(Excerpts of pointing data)

* Begin *

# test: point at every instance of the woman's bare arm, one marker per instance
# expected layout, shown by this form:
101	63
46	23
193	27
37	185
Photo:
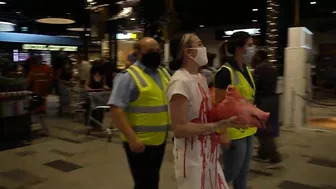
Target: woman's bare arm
87	84
219	95
179	115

* End *

Rewrite the rows above as a numbered list, leaving out blank lines and the pictures.

1. # test: point at every instance of the woman's bare arm, one marker per instance
2. # expected layout, shown by this form:
3. 101	63
4. 46	23
5. 193	27
6. 37	185
7. Photo:
8. Target: woman's bare arm
9. 87	84
10. 219	95
11. 179	115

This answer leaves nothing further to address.